→ Given records
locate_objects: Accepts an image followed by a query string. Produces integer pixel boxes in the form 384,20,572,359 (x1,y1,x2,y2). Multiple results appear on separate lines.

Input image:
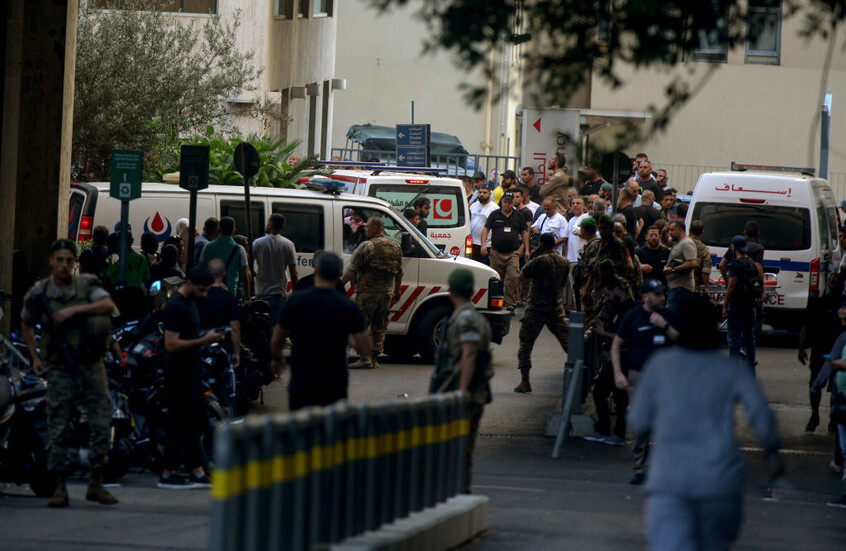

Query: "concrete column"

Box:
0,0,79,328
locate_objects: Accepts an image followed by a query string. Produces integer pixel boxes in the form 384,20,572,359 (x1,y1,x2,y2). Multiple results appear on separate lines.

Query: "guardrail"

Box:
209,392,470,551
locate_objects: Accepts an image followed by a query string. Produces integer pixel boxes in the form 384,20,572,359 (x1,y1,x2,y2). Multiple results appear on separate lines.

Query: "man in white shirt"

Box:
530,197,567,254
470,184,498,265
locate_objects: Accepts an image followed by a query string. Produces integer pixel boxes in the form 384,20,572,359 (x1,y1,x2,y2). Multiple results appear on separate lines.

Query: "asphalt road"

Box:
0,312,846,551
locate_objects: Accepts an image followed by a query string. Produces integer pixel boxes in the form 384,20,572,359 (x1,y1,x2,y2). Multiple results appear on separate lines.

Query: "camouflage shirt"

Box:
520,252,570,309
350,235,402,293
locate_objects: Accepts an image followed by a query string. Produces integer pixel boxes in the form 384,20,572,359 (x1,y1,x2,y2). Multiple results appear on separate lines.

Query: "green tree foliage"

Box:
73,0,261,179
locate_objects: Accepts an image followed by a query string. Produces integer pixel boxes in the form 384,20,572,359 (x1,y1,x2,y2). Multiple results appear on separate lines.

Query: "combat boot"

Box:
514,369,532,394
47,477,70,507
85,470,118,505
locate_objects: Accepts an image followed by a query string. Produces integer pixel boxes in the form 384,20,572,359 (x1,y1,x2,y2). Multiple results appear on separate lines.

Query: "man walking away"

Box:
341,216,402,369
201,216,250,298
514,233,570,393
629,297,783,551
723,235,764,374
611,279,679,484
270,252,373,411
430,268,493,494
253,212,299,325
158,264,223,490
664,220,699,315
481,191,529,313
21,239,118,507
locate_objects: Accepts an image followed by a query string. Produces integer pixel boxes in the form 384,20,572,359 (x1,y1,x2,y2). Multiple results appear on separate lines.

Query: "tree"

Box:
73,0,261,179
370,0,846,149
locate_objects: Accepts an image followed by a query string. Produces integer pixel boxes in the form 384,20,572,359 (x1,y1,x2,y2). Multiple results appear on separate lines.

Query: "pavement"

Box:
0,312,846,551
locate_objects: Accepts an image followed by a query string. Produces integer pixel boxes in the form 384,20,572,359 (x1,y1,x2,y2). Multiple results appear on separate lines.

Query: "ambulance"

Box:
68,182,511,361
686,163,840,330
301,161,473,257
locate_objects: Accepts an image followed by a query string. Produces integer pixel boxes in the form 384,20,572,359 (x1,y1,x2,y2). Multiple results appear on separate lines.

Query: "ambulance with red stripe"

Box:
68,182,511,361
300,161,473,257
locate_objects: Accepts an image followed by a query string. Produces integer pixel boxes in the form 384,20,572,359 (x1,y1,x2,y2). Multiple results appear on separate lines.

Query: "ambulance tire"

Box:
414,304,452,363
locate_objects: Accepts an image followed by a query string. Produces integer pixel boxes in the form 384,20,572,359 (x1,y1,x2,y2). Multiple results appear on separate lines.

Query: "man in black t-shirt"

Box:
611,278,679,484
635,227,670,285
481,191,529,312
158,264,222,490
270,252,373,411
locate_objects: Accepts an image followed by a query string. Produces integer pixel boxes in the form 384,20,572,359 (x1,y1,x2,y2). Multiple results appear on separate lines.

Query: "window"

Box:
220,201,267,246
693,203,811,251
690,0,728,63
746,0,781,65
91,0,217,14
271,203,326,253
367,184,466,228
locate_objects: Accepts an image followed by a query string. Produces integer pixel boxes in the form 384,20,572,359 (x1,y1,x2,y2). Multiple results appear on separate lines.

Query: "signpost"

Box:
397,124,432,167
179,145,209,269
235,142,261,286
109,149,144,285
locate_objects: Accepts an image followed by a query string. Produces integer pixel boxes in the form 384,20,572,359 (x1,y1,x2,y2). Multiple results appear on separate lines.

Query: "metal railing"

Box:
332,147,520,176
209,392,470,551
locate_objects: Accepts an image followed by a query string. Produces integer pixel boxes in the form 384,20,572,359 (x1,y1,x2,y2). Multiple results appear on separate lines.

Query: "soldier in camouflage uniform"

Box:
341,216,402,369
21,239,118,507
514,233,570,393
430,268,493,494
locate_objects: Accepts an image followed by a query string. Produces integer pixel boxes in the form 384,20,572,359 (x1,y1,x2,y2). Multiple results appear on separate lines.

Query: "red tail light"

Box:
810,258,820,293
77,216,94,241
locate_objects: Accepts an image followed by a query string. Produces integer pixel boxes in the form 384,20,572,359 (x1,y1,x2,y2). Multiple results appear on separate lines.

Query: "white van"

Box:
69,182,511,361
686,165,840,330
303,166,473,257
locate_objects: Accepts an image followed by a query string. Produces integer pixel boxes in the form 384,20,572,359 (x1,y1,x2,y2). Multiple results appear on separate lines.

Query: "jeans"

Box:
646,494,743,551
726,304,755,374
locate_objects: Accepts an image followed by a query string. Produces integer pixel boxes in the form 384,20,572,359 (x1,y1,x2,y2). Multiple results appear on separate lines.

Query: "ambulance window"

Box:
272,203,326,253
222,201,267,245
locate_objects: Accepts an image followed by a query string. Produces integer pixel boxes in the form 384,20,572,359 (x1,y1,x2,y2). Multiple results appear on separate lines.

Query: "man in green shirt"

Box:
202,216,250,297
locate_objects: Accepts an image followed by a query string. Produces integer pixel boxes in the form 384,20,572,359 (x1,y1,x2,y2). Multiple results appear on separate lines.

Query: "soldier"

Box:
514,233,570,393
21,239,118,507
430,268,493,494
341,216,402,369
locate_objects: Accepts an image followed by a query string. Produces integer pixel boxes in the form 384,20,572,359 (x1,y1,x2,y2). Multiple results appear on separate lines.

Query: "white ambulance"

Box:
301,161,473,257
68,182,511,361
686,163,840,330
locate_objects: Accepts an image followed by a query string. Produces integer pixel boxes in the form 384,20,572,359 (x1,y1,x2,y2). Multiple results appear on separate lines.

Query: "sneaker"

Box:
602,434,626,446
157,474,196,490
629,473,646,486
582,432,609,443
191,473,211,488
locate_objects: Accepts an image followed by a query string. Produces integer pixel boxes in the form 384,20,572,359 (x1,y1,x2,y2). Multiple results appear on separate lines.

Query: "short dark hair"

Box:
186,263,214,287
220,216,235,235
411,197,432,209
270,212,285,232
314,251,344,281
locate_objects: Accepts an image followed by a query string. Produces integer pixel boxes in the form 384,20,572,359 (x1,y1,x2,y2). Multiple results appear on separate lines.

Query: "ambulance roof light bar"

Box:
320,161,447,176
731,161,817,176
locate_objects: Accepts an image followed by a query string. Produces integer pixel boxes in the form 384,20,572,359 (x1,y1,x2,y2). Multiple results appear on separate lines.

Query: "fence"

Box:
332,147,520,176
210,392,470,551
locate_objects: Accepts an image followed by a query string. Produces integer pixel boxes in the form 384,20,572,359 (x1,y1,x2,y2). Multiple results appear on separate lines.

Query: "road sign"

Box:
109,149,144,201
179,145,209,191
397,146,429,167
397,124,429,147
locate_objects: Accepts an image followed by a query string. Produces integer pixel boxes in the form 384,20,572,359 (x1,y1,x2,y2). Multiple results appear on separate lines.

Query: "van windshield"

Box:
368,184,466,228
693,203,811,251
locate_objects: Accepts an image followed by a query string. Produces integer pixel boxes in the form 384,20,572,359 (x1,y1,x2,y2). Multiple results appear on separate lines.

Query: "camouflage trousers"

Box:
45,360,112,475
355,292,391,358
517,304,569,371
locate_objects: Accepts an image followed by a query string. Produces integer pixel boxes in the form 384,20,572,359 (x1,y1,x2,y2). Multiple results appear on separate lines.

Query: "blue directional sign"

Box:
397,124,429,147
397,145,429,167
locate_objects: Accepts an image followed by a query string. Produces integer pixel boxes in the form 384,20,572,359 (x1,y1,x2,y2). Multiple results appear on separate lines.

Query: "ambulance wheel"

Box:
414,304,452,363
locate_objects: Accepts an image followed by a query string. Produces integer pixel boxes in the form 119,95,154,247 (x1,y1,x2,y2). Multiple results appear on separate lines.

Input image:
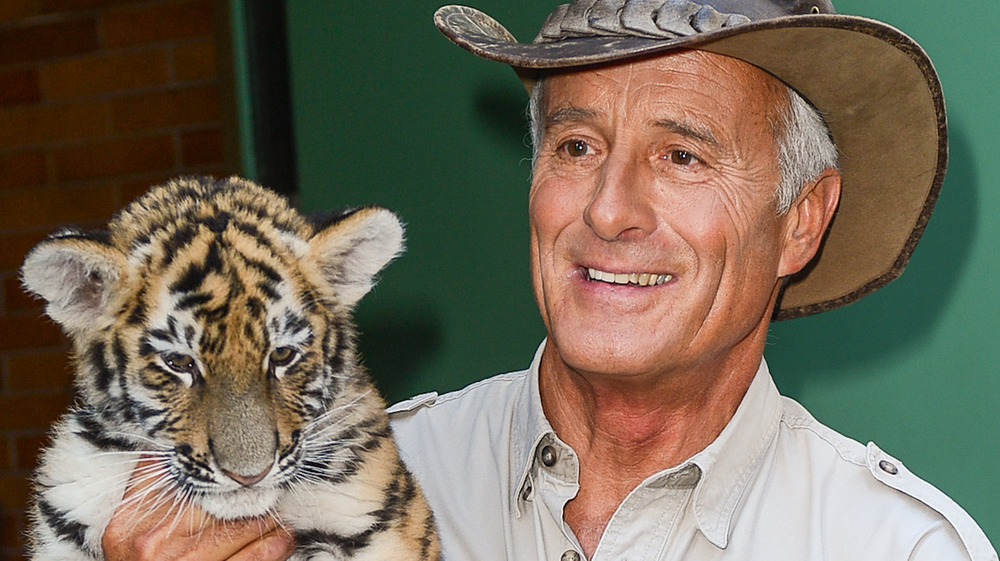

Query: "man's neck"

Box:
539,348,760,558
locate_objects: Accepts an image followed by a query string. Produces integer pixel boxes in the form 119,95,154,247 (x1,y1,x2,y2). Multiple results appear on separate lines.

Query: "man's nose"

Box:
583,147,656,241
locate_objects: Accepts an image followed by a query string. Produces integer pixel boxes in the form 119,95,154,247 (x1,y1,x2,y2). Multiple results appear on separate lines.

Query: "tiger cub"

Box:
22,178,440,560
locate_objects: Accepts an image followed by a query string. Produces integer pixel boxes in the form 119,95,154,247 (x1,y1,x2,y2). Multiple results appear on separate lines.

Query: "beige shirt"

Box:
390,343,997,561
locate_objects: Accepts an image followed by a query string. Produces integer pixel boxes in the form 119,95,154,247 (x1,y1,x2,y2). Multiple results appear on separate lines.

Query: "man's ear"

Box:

→ Work to be completed
Output the stretch from the beginning of the entries through the line that contains "470,184,498,265" as a JSON list of strings, one string per line, with blank lines and pictures omitted.

→ Full response
[
  "locate_objects: Accepts an image followed by a query string. Produces integer pixel boxes in the form 384,20,572,359 (x1,y1,x2,y2). Multiple results appear on separate lines.",
  "Input image:",
  "Query: \"concrete column\"",
  "Box:",
  "0,0,79,328",
  "locate_objects: Accepts an image followed by a query string. Produces integer pixel boxes in the form 384,20,572,359 (x1,y1,x2,y2). Multiple results appear on separate lines.",
  "Query: \"guardrail\"",
  "Box:",
  "209,392,470,551",
  "locate_objects: Accepts an image followed by a query string. Produces integer pixel boxes in the form 384,20,572,359 (x1,y1,x2,y2). Multiple results appear on separate lines.",
  "Query: \"man in white shirt\"",
  "Box:",
  "530,197,567,254",
  "470,184,498,265"
]